Available records:

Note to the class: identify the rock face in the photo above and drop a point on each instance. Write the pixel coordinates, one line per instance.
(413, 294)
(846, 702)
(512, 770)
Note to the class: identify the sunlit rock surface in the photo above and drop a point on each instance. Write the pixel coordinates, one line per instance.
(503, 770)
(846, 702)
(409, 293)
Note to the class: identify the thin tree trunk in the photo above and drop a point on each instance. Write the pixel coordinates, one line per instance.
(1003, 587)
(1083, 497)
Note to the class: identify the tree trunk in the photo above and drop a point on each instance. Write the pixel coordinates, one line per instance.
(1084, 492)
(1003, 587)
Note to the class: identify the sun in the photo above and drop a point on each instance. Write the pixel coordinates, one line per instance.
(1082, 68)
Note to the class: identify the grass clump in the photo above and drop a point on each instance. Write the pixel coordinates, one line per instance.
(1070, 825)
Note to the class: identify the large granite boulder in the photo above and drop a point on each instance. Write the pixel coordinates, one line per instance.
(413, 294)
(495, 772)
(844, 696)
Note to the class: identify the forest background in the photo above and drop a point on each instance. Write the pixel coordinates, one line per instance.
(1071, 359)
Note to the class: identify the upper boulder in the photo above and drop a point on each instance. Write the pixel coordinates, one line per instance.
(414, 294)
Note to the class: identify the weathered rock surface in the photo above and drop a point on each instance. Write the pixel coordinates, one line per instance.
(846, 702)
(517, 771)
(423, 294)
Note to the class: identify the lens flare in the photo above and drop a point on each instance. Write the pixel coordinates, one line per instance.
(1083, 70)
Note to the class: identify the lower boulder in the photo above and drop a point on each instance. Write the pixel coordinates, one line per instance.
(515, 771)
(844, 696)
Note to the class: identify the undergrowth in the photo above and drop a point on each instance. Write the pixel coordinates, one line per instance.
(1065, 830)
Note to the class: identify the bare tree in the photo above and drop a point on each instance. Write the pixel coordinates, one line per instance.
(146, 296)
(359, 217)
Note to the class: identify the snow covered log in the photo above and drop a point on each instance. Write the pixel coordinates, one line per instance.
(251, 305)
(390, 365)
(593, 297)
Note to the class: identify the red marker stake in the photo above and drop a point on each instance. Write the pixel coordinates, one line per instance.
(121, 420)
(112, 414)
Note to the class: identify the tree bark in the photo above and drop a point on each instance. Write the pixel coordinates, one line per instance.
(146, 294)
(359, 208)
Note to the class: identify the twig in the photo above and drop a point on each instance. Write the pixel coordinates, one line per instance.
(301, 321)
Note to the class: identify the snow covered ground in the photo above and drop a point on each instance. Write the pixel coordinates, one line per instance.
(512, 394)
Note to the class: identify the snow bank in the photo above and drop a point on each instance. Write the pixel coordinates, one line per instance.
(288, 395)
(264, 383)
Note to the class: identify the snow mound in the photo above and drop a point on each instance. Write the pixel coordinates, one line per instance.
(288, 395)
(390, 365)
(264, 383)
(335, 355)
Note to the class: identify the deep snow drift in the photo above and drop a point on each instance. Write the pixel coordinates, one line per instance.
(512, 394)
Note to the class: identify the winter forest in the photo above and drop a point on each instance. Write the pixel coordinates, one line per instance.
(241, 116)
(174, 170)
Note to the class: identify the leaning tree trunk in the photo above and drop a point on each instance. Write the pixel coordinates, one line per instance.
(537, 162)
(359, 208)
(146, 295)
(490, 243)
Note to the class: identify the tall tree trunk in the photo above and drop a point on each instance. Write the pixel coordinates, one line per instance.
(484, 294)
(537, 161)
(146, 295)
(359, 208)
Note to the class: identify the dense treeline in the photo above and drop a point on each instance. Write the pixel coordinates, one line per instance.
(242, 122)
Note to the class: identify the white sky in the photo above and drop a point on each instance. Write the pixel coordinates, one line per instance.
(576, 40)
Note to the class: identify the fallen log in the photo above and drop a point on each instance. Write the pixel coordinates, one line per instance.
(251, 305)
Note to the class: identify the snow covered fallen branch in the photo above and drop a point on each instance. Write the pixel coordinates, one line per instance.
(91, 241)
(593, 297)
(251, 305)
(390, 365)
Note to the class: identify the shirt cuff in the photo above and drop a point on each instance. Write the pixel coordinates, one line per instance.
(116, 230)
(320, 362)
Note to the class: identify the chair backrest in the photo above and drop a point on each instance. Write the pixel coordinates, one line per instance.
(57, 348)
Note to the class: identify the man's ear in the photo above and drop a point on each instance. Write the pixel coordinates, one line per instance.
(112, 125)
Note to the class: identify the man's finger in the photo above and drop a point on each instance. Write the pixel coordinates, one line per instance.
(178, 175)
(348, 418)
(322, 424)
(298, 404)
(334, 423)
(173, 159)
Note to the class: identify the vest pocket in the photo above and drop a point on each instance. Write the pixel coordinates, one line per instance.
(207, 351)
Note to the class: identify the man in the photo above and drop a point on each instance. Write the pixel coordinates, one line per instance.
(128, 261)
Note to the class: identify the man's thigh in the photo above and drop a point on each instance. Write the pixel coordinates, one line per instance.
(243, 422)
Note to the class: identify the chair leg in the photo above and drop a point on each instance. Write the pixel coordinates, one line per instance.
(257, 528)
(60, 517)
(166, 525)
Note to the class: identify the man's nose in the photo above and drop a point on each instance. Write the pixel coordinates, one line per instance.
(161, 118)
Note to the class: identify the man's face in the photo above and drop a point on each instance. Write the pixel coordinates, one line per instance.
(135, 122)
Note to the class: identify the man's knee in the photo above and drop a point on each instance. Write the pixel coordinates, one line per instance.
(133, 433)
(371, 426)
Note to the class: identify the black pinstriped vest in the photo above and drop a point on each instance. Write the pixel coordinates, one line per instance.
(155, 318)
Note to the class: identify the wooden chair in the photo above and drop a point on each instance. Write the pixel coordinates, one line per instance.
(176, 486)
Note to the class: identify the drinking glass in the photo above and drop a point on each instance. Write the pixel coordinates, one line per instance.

Task statement:
From the records above, extract everything verbatim.

The response:
Note to the class: identify the rock face in the photo above and drop a point on each instance. Write the pixel coordinates, one line per instance.
(413, 294)
(846, 702)
(512, 770)
Note to the class: identify the sunlit rock surface in the photo above and drop a point on each instance. Write the pixel coordinates, one line per instance.
(503, 770)
(846, 702)
(409, 293)
Note to the class: identify the thin tree trunk in the photo above and drop a point on each instance. Write the pixel coordinates, one line per instance.
(1003, 587)
(1083, 497)
Note to the class: identify the tree trunk in the photo above and drop a point on each instance. Write the pixel coordinates, one line per instance.
(1084, 492)
(1003, 587)
Note to the class: identify the sun in the photo above and drop a point on each instance. Write the pixel coordinates, one line per instance.
(1082, 68)
Note to the class: identify the grass clump in the photo above and drop a point on each instance. Write the pixel coordinates, one line per instance.
(1070, 825)
Note to the class: identify the large granite boulder in the photo above and drop a point on each instance. Write the pixel coordinates, one line per instance.
(413, 294)
(495, 772)
(844, 696)
Note to the class: identify the forest background in the photo above and drop a point on each instance. Write the pixel coordinates, one line per instance.
(1071, 359)
Note to the class: identify the upper boulder in the photo above and drop a point on each instance. Write the pixel coordinates, one line per instance.
(414, 294)
Note to the class: identify the weathered rock surface in the photo above and drop a point on each instance. Write the pixel coordinates, one line per instance.
(846, 702)
(517, 771)
(423, 294)
Note to the class: identify the lens flare in the photo above and drop a point on each instance. Write the pixel coordinates, one line per instance.
(1083, 70)
Note to the class: identify the lower boulder in the photo above and drop a point on each instance. Write the pixel coordinates, one line per instance.
(515, 771)
(844, 696)
Note to the class: identify the undergrowth in the photo above and drop a point on each instance. Write the pixel coordinates, one line per instance.
(1065, 830)
Note to the class: identify the bare tree in the photo above and drop a point on each instance. Write the pixel coordinates, one line per instance.
(146, 296)
(359, 217)
Note to the class: identify the snow covered log in the photo above and drop a point on each instance. Write the pixel coordinates, one line per instance.
(251, 305)
(390, 365)
(593, 297)
Note to the class: identify the red marker stake in the photo above and drop a point on each instance. Write the pixel coordinates, one line per instance.
(121, 420)
(112, 414)
Note to the class: identify the tree bark in the photo above and drop a point on each instance. Write the pixel coordinates, one line per instance.
(146, 294)
(359, 208)
Note to the class: identify the twig in the photo above and drop a point on each instance. Write the pixel coordinates, one line per instance.
(301, 321)
Note to the class: identify the snow covered ground in the photo above and drop a point on each instance. Write the pixel coordinates, one line per instance.
(512, 394)
Note to the class: identify the snow bank in the photo above and drop a point on each instance. Write the pixel coordinates, one line per instance.
(288, 395)
(264, 383)
Note to the class: identify the snow mound in the photo above and drop a point on each instance. Write the pixel coordinates, one line per instance.
(288, 395)
(390, 365)
(264, 383)
(335, 355)
Note to the class: identify the deep snow drift in the photo above and drop a point on each instance. Write the pixel coordinates, one line per instance.
(512, 394)
Note to the class: identify the winter forest in the photo above and drop a point on each instance. Write the pixel coordinates, one line per instance.
(241, 116)
(174, 170)
Note to the class: identify the leaning tree trunk in the photo above and drop a point on each instance. Write the pixel coordinates, one line per instance.
(537, 162)
(359, 208)
(146, 295)
(490, 243)
Note to the class: identify the tall tree trunk in the photo above and drop a point on each instance. Write the pixel coordinates, one line per instance.
(484, 294)
(537, 161)
(146, 295)
(359, 208)
Note to the class: identify the dense treeline in the photo above and drop a point on each instance. Write the pixel coordinates, one line per instance.
(242, 122)
Note to the class: identify the white sky in the photo above and drop a point on each instance. Write the pixel coordinates, one line per instance.
(576, 40)
Note to the class: identify the fallen log in the photo above and drop a point on each instance. Write the pixel coordinates, one line per instance.
(251, 305)
Note to the class: identify the snow covered fallen branch in the photo above and drop a point on each instance. Write the pixel coordinates, one line per instance.
(91, 241)
(593, 297)
(251, 305)
(390, 365)
Note to the class: identify the shirt cuff in the photo above and drop a point on each instance. Write the pixel coordinates, one line per instance.
(116, 230)
(320, 362)
Note to the class: identify the chair backrest in the photo above and drop a point on each instance. Write the pixel coordinates, one line per instance.
(57, 348)
Note to the class: identify the man's ear in the photo above and drop a point on each instance. Write the pixel coordinates, one line per instance.
(112, 125)
Note to the class: identify the man's finger in the photo above and drop a point on each instance. Write the pixel coordinates, one line per instance.
(178, 175)
(348, 418)
(322, 424)
(298, 404)
(334, 423)
(173, 159)
Note to the class: identify the vest pocket in the photo above and drop a point on each instance. Write the pixel coordinates, one line per instance.
(207, 351)
Note to the class: identify the man in the photo above and drop a point on each instance. Write the pixel coordinates, one line per instance.
(128, 261)
Note to the class: identify the man's thigh in the photo above and drop a point on each instance. Write the pixel coordinates, one line per instance.
(243, 422)
Note to the class: identify the chair leg in the photo above and drop a point on each instance. Write the pixel coordinates, one line per instance.
(257, 528)
(60, 517)
(166, 525)
Note to the class: identify the man's nose in the photo above and drop a point on each instance. Write the pixel coordinates, one line per instance.
(161, 118)
Note to the class: identify the man's face in the photo above and drop a point on each instance. Write the pixel coordinates, one line per instance.
(135, 122)
Note to the class: identify the man's knee in the photo above and drop a point on each instance. Write the pixel coordinates, one line per instance.
(133, 433)
(371, 426)
Note to the class: identify the black pinstriped vest in the photo above and drop a point on each instance. Write the pixel coordinates, one line per instance.
(155, 318)
Note to the class: identify the wooden chair in the photo above and drop a point on each instance. Write the pixel coordinates, one line per instance.
(176, 486)
Note to the class: identify the drinking glass in the photo above and drop a point on each instance. Write the pixel coordinates, one line per instance.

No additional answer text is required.